◆ Task instructions:
Can you copy out the material word for word, beginning at the line that contains "the white label" and stopping after the line that contains "105;126;139;146"?
** Start Source data **
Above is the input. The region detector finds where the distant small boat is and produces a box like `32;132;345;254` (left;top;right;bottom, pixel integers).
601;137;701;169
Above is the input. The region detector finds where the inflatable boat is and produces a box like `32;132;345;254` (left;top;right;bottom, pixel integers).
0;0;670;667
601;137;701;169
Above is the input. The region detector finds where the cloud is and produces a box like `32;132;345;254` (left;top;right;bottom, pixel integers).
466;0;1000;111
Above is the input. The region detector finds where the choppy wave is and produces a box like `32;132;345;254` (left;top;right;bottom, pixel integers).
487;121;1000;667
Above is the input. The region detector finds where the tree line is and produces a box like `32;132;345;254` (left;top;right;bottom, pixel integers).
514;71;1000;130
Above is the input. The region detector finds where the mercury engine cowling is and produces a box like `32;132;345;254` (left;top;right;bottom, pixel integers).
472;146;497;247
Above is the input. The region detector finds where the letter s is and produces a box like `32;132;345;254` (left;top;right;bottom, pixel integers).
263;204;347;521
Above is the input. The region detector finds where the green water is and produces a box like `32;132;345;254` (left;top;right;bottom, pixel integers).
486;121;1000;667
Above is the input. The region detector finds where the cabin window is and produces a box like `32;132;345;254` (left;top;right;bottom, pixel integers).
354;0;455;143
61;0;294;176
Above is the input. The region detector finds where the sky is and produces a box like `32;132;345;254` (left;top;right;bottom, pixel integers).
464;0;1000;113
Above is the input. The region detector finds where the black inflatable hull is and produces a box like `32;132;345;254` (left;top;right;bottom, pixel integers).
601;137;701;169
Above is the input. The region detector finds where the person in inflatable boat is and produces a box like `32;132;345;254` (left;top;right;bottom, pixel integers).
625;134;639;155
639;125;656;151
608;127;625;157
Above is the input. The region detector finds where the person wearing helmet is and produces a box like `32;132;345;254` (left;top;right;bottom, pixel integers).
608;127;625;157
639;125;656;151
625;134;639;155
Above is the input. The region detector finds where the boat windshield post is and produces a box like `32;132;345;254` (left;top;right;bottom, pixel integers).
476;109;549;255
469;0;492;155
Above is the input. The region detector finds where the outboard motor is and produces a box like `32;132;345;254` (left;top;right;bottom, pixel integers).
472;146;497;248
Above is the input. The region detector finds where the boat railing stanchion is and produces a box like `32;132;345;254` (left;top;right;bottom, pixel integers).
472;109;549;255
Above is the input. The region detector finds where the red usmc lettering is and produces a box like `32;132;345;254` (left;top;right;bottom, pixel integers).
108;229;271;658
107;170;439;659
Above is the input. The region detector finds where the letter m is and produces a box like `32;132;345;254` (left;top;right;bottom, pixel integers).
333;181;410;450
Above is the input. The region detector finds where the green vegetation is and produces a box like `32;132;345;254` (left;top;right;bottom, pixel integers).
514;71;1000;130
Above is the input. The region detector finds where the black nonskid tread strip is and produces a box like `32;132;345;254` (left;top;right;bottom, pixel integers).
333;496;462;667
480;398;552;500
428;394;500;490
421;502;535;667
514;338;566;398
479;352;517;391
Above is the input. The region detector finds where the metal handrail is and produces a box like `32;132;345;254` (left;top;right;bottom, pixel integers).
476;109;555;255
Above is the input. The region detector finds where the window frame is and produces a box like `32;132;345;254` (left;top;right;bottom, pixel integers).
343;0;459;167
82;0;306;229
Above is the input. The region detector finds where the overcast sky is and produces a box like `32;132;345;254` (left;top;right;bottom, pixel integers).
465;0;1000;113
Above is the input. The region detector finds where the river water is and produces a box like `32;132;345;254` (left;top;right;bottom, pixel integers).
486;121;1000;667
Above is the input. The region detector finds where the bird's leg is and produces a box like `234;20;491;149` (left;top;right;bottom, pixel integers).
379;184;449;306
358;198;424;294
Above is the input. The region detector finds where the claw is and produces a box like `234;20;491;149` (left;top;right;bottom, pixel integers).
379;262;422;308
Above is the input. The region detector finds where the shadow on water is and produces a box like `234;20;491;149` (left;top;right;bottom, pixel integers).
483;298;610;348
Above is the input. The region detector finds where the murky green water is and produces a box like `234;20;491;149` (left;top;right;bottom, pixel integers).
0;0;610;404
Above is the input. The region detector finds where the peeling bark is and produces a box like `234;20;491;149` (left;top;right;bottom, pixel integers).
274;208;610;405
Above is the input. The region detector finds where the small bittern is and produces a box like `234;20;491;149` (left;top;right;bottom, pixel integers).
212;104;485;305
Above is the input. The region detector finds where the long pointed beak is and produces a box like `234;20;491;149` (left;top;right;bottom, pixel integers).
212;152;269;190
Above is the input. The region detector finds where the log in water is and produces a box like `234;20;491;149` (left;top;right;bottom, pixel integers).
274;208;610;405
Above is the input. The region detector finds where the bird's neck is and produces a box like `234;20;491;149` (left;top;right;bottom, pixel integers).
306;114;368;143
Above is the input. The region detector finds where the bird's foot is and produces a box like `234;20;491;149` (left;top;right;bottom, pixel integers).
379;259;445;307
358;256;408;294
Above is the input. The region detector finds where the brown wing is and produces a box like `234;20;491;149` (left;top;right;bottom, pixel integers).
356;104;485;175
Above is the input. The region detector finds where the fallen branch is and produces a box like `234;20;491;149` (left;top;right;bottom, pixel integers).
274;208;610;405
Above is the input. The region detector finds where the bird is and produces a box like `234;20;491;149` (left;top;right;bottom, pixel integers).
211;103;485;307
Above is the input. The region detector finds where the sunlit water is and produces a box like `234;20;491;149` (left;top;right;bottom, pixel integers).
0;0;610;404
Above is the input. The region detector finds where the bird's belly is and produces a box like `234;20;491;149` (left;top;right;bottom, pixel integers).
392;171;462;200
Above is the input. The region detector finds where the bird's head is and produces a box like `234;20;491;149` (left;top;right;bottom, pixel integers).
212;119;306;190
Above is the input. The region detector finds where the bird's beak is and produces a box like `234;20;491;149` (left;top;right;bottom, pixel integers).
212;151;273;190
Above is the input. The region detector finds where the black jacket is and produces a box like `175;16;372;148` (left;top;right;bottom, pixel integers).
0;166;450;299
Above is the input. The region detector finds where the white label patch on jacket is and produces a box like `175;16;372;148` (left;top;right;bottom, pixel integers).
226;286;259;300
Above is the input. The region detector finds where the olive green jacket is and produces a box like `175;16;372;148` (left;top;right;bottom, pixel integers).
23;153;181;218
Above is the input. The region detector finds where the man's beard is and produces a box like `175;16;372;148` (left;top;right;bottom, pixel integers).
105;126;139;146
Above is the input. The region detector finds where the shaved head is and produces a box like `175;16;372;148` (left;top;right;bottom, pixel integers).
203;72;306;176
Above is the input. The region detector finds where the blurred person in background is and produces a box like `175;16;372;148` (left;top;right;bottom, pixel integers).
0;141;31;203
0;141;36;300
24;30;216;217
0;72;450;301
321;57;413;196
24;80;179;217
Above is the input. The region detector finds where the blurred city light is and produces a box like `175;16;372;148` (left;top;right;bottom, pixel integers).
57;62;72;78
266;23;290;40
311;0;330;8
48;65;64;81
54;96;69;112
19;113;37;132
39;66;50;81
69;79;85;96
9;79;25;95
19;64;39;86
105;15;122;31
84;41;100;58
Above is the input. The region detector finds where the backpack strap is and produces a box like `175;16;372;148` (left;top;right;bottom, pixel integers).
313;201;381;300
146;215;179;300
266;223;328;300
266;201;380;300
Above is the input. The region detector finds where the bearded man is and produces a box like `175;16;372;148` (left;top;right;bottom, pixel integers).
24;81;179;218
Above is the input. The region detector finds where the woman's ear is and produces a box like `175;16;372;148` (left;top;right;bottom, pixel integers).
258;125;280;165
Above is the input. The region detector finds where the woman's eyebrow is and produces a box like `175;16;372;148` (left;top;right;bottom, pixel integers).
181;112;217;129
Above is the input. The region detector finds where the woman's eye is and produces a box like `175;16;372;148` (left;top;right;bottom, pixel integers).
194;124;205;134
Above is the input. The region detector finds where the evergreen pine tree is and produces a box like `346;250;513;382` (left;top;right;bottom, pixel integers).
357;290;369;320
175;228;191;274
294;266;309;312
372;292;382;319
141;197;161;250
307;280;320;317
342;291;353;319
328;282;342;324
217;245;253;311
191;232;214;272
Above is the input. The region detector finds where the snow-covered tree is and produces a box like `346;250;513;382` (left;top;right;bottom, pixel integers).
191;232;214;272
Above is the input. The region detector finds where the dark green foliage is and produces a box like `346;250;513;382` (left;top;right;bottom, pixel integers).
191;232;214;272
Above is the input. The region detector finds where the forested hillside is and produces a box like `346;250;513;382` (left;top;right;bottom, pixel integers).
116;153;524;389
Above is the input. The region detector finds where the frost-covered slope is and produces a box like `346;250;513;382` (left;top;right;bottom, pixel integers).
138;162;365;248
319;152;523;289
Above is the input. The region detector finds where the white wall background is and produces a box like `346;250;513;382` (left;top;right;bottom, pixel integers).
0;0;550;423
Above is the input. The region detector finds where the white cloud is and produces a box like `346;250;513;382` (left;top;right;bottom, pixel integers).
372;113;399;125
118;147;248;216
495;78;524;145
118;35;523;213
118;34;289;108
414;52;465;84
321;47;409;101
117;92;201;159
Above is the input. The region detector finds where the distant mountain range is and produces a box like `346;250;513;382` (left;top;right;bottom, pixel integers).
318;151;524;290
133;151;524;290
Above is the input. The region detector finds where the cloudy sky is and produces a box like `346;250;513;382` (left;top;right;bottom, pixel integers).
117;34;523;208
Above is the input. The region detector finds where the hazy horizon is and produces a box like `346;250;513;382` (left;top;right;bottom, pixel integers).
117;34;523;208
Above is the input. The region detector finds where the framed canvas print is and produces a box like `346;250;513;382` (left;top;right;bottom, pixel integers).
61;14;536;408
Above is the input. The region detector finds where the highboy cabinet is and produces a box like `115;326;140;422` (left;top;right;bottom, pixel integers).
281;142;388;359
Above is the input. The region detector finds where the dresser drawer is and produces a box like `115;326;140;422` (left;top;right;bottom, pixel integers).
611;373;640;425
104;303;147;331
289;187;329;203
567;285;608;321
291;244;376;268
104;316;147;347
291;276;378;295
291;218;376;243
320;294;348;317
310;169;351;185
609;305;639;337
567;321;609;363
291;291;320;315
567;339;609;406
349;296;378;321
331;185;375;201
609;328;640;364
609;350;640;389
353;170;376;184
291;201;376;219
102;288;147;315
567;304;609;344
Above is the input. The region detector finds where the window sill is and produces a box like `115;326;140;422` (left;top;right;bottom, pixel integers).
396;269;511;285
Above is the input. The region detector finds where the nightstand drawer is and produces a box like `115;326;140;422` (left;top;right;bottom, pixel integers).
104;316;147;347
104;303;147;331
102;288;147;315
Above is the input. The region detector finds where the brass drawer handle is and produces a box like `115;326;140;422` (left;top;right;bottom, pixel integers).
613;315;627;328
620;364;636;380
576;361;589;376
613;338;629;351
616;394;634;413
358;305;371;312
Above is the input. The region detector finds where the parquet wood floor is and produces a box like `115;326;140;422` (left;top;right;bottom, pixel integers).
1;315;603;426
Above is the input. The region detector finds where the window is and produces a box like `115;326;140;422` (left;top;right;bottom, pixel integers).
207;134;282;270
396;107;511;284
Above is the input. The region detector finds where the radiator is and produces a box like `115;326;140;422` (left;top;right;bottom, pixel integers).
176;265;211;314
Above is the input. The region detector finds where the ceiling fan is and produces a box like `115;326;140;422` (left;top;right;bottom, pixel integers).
** End Source data **
◆ Task solution:
Above is the input. The region detector finds where the white label patch on jacket is and produces a box like `175;16;372;148` (left;top;right;bottom, pixel integers).
226;286;259;300
Above is the input. The region detector finds where the olive green jacket is and produces a box like `175;16;372;148` (left;top;right;bottom, pixel integers).
23;153;181;218
Above is the input. The region detector finds where the man's beard is and produces a box like `175;16;372;148` (left;top;right;bottom, pixel integers).
105;126;139;146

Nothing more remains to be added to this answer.